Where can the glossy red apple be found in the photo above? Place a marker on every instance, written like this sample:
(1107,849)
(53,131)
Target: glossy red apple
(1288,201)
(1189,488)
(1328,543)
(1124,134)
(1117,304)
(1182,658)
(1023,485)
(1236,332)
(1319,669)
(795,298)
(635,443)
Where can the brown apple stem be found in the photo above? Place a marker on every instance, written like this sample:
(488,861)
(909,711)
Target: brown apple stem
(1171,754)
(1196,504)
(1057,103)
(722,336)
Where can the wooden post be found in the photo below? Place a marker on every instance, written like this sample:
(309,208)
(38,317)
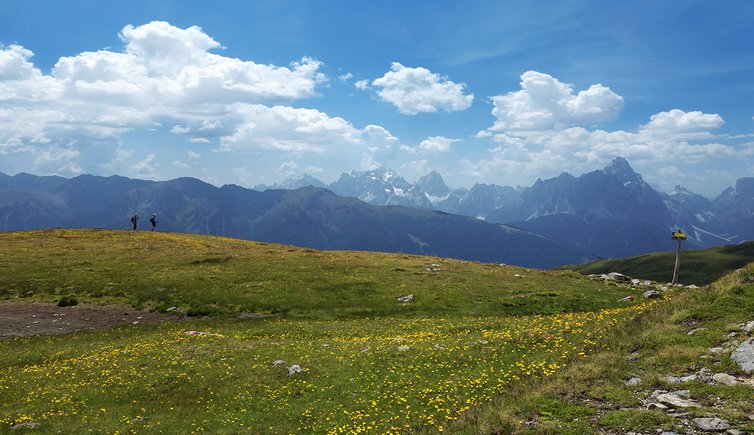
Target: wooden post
(679,236)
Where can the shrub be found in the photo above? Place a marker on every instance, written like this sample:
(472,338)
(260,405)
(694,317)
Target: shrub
(67,301)
(199,311)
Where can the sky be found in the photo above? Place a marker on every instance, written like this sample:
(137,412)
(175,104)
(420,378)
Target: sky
(503,92)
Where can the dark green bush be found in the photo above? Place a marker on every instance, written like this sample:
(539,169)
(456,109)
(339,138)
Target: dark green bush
(67,301)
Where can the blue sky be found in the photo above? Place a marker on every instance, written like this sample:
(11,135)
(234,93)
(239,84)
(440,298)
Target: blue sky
(498,92)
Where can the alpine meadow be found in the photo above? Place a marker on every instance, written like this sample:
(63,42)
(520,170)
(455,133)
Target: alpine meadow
(377,217)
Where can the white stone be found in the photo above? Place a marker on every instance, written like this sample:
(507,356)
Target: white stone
(292,370)
(744,355)
(724,379)
(689,378)
(749,326)
(675,401)
(405,298)
(711,424)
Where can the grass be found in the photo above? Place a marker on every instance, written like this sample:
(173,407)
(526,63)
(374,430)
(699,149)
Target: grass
(379,375)
(213,275)
(479,351)
(700,267)
(653,346)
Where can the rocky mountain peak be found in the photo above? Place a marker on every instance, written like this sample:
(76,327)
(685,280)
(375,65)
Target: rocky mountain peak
(620,169)
(433,184)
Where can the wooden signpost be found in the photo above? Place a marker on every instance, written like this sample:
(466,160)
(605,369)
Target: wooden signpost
(680,236)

____

:: Task directions ::
Copy only the stretch running from the line containing "Where can the dark" to the final line of the entries, both ends included, exactly as it stands.

:: Result below ::
Where can the dark green bush be found in the photo above? Place a marker on every instance, written like this sample:
(539,169)
(456,109)
(339,138)
Target: dark green bush
(67,301)
Where can the blue sky be found in the photo above? Place a marker on every instance, written like this sample:
(11,135)
(234,93)
(239,84)
(440,298)
Target: blue sky
(498,92)
Where can the alpine meadow be found in the photo above? Place a marker on every instance, written like this sample:
(63,42)
(520,170)
(455,133)
Target: alpine meadow
(377,217)
Where can the white stone be found in the photo above? Place a marker on every instance, written like this sample:
(507,356)
Target: white stone
(292,370)
(744,355)
(724,379)
(689,378)
(749,326)
(675,401)
(405,298)
(711,424)
Where can the grass be found in the photo above? Place a marker on every instance, written like this sample:
(173,407)
(526,63)
(374,430)
(699,149)
Target: grass
(379,375)
(213,275)
(479,351)
(700,267)
(653,346)
Where can the rocky mountain peak be found in the photo above? Place a marker on every instance, written like this sample:
(76,327)
(685,280)
(375,65)
Target: rocky mountain peak
(620,169)
(433,184)
Where can the wooden signpost be found in the photo above? Place a marker on every instance, written like this sample:
(466,160)
(605,369)
Target: wooden signpost
(680,236)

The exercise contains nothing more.